→ **Stated task**: Every line from the one with "Provide one point per instance of the truck" to the end of the data needs to be copied exactly, and no line before it.

#### Recorded information ####

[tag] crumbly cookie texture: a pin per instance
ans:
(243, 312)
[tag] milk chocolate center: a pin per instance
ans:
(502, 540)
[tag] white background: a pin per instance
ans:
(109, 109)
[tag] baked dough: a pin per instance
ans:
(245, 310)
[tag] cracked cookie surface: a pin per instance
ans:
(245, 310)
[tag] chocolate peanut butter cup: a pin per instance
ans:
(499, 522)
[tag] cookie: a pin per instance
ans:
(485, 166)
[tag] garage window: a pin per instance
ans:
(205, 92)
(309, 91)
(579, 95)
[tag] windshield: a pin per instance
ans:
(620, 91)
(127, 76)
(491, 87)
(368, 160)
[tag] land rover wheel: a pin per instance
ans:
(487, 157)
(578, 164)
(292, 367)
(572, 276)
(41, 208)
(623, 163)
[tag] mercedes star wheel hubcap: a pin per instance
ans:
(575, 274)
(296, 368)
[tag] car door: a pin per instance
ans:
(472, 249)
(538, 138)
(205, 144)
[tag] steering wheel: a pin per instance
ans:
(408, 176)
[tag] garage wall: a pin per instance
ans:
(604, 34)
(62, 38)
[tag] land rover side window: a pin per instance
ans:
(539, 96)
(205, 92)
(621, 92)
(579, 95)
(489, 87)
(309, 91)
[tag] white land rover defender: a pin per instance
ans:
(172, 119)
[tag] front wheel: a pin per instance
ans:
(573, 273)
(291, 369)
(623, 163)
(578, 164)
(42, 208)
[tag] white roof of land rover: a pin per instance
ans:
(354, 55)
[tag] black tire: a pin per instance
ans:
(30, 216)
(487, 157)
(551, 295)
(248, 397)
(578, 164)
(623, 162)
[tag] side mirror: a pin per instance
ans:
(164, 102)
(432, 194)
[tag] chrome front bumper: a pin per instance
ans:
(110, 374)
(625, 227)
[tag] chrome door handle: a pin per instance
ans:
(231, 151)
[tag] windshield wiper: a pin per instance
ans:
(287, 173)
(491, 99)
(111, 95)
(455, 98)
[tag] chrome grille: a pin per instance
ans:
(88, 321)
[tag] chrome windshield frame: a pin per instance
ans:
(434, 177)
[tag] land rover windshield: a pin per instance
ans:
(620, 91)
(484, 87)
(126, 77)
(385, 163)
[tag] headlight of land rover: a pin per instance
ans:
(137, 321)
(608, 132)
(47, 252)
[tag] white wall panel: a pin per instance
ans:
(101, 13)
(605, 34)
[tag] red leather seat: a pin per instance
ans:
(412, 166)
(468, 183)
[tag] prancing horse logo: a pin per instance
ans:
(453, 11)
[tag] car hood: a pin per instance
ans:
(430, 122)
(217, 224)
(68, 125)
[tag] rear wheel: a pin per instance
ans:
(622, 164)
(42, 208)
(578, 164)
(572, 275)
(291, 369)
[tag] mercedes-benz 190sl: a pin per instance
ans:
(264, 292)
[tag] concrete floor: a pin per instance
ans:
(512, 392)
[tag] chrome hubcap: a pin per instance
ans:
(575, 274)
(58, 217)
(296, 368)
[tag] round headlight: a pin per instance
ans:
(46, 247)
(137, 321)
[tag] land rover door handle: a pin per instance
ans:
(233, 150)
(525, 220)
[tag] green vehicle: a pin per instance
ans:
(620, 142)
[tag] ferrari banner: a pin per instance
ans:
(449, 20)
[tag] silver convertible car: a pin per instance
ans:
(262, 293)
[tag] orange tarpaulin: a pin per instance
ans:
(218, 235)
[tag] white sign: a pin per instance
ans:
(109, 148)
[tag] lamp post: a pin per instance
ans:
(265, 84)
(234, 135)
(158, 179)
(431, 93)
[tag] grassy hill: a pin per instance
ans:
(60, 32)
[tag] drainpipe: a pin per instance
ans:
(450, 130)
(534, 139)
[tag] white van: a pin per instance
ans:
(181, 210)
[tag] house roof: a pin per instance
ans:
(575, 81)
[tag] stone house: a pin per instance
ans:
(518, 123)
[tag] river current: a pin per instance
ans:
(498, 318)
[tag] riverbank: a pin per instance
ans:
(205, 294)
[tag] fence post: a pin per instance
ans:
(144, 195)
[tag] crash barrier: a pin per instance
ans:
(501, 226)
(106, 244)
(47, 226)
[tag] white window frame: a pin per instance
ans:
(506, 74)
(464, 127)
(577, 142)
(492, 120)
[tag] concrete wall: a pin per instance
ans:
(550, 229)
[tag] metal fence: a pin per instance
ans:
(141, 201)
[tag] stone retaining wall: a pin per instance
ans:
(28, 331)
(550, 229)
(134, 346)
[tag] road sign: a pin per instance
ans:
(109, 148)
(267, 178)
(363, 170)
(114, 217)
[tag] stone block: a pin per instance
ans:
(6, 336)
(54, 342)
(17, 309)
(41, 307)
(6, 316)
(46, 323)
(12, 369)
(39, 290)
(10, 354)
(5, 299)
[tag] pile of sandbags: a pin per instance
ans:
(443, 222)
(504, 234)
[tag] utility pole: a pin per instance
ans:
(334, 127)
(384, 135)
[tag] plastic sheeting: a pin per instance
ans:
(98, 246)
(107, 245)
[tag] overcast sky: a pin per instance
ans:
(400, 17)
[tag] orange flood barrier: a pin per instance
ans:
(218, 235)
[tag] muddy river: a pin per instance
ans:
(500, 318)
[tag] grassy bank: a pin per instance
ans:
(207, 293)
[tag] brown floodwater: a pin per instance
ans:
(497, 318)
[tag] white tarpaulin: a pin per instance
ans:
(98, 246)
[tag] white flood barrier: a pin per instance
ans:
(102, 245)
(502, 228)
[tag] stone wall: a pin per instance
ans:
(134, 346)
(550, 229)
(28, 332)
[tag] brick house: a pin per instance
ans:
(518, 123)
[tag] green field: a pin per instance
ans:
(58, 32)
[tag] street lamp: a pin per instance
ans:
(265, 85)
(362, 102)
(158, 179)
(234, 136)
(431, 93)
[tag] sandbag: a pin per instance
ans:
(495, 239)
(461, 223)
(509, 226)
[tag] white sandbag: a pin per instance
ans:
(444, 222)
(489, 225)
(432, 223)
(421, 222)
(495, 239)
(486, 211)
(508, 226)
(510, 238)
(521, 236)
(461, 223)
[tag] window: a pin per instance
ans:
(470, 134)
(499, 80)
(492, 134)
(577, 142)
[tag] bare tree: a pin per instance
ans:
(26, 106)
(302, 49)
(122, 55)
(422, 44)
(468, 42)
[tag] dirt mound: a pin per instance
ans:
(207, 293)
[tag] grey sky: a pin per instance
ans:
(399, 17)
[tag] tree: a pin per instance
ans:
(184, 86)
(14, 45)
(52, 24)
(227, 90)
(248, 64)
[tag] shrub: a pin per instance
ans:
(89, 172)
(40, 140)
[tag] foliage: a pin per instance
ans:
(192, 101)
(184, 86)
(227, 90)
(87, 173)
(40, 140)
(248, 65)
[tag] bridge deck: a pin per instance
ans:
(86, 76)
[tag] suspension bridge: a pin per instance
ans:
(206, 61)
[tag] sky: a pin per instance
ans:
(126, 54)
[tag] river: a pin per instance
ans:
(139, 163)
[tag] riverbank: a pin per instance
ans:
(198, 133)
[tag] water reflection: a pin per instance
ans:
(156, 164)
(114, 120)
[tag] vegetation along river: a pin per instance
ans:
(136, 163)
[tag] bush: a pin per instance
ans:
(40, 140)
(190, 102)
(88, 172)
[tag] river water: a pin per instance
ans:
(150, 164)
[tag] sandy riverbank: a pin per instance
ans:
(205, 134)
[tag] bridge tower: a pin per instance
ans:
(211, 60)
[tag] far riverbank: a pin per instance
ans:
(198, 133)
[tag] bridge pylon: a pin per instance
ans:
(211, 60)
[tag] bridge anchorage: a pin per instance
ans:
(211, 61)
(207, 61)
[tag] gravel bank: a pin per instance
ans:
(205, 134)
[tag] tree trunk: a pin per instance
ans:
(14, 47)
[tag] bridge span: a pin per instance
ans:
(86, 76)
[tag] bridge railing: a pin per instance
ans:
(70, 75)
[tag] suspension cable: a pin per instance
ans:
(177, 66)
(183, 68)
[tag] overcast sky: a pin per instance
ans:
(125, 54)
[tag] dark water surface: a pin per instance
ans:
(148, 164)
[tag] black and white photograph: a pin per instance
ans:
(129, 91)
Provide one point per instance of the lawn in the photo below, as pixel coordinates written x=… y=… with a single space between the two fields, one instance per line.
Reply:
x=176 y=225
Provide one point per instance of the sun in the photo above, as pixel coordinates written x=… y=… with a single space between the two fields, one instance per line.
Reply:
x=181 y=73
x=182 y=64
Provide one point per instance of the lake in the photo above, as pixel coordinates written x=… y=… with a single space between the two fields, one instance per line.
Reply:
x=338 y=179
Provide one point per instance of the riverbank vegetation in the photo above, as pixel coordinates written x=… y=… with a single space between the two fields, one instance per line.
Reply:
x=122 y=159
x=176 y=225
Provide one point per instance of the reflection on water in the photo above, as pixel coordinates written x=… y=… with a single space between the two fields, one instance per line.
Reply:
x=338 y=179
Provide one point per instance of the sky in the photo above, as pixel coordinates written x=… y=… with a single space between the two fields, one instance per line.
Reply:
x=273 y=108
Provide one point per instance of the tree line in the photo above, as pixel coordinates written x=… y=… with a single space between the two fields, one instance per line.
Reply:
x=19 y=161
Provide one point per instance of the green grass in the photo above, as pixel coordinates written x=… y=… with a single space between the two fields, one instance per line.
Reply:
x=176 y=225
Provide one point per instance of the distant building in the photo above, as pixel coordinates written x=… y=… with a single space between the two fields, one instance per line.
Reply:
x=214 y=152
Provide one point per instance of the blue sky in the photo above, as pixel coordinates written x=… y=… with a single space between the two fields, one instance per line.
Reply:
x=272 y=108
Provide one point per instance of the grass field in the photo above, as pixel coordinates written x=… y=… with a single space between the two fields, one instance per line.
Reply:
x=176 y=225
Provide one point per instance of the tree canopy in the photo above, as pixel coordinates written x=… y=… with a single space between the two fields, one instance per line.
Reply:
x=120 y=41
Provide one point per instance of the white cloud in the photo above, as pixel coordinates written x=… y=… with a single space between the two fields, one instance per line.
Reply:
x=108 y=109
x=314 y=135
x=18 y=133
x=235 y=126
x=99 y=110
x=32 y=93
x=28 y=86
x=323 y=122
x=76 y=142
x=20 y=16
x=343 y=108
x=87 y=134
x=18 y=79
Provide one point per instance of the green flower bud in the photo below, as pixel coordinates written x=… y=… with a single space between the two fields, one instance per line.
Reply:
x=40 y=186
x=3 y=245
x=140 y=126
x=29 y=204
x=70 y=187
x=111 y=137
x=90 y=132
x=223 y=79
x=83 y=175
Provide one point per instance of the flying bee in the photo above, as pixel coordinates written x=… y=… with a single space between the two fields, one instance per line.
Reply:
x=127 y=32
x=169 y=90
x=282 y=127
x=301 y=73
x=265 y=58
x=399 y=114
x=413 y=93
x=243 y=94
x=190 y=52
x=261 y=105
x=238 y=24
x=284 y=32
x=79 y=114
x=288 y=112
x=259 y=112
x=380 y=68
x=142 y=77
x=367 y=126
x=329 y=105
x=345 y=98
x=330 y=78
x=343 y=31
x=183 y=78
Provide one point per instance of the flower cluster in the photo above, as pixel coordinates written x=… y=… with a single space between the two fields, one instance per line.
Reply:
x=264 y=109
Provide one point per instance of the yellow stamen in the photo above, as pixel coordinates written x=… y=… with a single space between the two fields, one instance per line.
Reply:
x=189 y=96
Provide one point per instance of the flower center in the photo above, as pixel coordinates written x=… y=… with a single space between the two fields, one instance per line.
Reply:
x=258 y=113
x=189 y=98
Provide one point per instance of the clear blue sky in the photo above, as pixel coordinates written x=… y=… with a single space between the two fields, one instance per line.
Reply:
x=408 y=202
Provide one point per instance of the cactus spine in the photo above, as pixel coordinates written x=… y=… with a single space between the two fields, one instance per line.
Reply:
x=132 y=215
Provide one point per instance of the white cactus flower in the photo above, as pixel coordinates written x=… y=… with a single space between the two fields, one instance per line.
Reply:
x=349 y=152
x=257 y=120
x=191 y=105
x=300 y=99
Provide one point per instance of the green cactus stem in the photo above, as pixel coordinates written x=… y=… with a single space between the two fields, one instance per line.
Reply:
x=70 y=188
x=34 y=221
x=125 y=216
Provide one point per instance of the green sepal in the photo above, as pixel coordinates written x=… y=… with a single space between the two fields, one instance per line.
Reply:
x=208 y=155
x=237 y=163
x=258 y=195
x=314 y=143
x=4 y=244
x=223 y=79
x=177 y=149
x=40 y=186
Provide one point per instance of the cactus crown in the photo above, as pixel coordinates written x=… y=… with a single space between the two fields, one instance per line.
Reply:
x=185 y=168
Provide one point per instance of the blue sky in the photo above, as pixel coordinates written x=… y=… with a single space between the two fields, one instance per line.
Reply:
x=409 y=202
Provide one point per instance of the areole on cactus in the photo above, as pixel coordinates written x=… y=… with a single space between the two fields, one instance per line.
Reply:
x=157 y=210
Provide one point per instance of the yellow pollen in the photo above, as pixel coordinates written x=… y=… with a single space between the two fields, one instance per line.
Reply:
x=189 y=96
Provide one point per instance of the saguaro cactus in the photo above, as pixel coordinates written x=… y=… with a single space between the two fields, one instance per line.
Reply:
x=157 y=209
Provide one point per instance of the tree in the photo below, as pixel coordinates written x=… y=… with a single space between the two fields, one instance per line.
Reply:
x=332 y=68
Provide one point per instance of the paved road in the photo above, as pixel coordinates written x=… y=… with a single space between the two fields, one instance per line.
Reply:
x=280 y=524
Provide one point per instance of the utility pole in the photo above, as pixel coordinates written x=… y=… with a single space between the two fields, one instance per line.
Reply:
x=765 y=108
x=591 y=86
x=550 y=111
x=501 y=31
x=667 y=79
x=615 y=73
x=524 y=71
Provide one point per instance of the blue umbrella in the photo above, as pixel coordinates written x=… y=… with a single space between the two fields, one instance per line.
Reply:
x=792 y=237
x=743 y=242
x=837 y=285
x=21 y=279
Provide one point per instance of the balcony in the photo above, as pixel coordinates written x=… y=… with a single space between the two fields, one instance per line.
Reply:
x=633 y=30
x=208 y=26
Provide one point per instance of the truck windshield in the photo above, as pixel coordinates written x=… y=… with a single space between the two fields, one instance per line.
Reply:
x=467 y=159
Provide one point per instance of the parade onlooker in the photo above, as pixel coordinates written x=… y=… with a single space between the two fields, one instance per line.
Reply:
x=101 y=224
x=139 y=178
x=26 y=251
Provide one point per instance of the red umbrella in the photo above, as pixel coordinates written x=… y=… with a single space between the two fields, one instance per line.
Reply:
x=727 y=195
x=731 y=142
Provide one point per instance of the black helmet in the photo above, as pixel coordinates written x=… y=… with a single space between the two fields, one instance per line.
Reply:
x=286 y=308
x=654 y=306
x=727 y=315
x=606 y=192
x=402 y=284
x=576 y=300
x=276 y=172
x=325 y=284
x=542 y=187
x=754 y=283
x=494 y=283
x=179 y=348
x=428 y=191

####

→ **In response**:
Provide one point per instance of the truck windshield in the photo above, as pixel coordinates written x=… y=… with a single space between the two fields, one instance per line.
Reply:
x=467 y=159
Provide one point per instance of the parade onlooker in the photo above, as pixel coordinates written x=… y=… with a single space between the two fields, one instance per line.
Reply:
x=101 y=224
x=139 y=178
x=26 y=251
Provide one point per instance of the red umbrella in the photo above, as pixel coordinates written x=… y=… with a single space between the two fields, one instance per line.
Reply:
x=727 y=195
x=731 y=142
Provide one point per instance of the black helmet in the photo above, as pixel coordinates written x=… y=… with a single space between the two fields, one instance per line.
Reply:
x=286 y=308
x=654 y=306
x=727 y=315
x=606 y=192
x=402 y=284
x=576 y=300
x=276 y=172
x=325 y=284
x=542 y=187
x=754 y=283
x=494 y=283
x=179 y=348
x=428 y=191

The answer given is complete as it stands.